DOCUMENT EXTRACT >>
Heat Stroke
Quick answer
Heat stroke is what happens when the body's cooling system fails and core temperature climbs to dangerous levels. It is a medical emergency. Signs include confusion, loss of coordination, very hot skin, rapid pulse and loss of consciousness. Call emergency services immediately, move the person to a cooler place, and cool them aggressively while help arrives.
What heat stroke is
Heat stroke is the most severe form of heat illness. It occurs when the body can no longer cool itself and core temperature rises rapidly — typically above 40°C / 104°F. At that point, organs begin to be damaged, and without immediate intervention the outcome can be fatal.
Heat stroke can develop from unrecognised heat exhaustion, or it can strike suddenly in a worker exposed to extreme conditions. Either way, the priority is the same: call emergency services, cool the person aggressively, and stay with them until help arrives.
Why every employer must recognise it
Heat stroke is one of the few workplace emergencies where minutes genuinely matter. A supervisor who recognises confusion or loss of coordination for what it is — and who calls the emergency services immediately — dramatically improves the chances of a full recovery.
This is why every workplace with heat-exposed workers should train supervisors and buddies to recognise the difference between heat exhaustion and heat stroke, and to default to calling emergency services whenever they aren't sure.
What to do — the first three minutes
Call emergency services immediately. Move the person to the coolest place available. Remove excess clothing. Cool them with any means available: cold water on the skin, ice packs at the neck, armpits and groin, wet towels, fans. Do not give food or drink to anyone who is confused, drowsy or unconscious. Stay with the person until help arrives.
Common mistakes
Waiting to see if it improves
Heat stroke does not improve on its own. Any delay in calling emergency services increases the risk of lasting harm.
Treating it as heat exhaustion
Confusion, loss of coordination or loss of consciousness are red flags for heat stroke, not heat exhaustion. Default to emergency services.
Frequently asked questions
- How is heat stroke different from heat exhaustion?
- Heat exhaustion typically involves heavy sweating, tiredness and clear thinking. Heat stroke involves confusion, loss of coordination, very hot skin (sometimes with no sweating) and can involve loss of consciousness. Heat stroke is a medical emergency.
- Can heat stroke happen indoors?
- Yes. Kitchens, laundries, foundries, warehouses and delivery vans can all reach conditions where heat stroke is a real risk, especially during multi-day heatwaves when buildings do not cool overnight.

ENTRIES SUPPLIED >>

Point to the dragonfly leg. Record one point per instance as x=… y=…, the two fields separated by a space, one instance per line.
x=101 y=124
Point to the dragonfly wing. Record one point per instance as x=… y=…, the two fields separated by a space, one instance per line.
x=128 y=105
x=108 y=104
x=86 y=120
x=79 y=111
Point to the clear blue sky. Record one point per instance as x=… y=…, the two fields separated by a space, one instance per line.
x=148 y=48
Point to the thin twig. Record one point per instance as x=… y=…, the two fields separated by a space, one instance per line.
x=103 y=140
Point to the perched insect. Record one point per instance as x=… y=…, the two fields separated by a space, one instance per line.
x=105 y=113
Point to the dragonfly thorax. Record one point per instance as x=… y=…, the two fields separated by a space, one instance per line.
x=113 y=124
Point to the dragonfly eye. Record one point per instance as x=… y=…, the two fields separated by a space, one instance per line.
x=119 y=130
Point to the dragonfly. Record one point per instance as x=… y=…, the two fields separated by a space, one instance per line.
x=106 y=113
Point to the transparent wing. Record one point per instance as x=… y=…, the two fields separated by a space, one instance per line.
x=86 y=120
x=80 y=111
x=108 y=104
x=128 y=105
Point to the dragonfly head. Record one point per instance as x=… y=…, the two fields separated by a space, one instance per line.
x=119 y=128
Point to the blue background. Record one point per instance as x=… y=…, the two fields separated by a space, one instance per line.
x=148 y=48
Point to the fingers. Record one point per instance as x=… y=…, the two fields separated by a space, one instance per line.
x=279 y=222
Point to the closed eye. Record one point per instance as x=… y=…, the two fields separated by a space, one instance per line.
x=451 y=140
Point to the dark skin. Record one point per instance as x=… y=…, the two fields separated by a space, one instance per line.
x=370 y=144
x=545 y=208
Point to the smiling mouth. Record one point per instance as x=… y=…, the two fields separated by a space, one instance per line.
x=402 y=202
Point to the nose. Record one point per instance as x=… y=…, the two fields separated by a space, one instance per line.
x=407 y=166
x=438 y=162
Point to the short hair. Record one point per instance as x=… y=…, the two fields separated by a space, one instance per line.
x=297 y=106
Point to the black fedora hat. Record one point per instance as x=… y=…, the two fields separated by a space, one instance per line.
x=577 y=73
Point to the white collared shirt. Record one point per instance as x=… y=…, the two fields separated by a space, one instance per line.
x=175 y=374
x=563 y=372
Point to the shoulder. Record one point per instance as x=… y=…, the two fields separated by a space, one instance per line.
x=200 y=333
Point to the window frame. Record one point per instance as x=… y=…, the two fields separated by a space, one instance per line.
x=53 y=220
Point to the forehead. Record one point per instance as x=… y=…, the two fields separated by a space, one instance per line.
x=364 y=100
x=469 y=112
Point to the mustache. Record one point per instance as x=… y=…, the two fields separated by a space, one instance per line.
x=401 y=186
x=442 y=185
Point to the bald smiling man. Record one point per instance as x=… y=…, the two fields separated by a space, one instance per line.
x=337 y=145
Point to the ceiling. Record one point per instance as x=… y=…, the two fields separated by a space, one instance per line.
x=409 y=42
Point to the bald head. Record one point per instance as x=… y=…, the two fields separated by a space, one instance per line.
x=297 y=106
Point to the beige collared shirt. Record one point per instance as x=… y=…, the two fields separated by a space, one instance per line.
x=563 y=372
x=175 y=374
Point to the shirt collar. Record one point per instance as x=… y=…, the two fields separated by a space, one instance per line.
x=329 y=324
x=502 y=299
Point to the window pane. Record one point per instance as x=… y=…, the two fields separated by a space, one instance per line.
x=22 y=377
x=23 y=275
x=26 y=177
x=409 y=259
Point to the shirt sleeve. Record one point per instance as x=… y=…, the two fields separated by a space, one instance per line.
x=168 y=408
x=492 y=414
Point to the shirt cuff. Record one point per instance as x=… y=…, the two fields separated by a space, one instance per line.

WORK TO BE COMPLETED >>
Repeat everything in the heat stroke page from "Frequently asked questions" down to "stroke happen indoors?", word for word.

SOLUTION TO THIS PROBLEM >>
Frequently asked questions
- How is heat stroke different from heat exhaustion?
- Heat exhaustion typically involves heavy sweating, tiredness and clear thinking. Heat stroke involves confusion, loss of coordination, very hot skin (sometimes with no sweating) and can involve loss of consciousness. Heat stroke is a medical emergency.
- Can heat stroke happen indoors?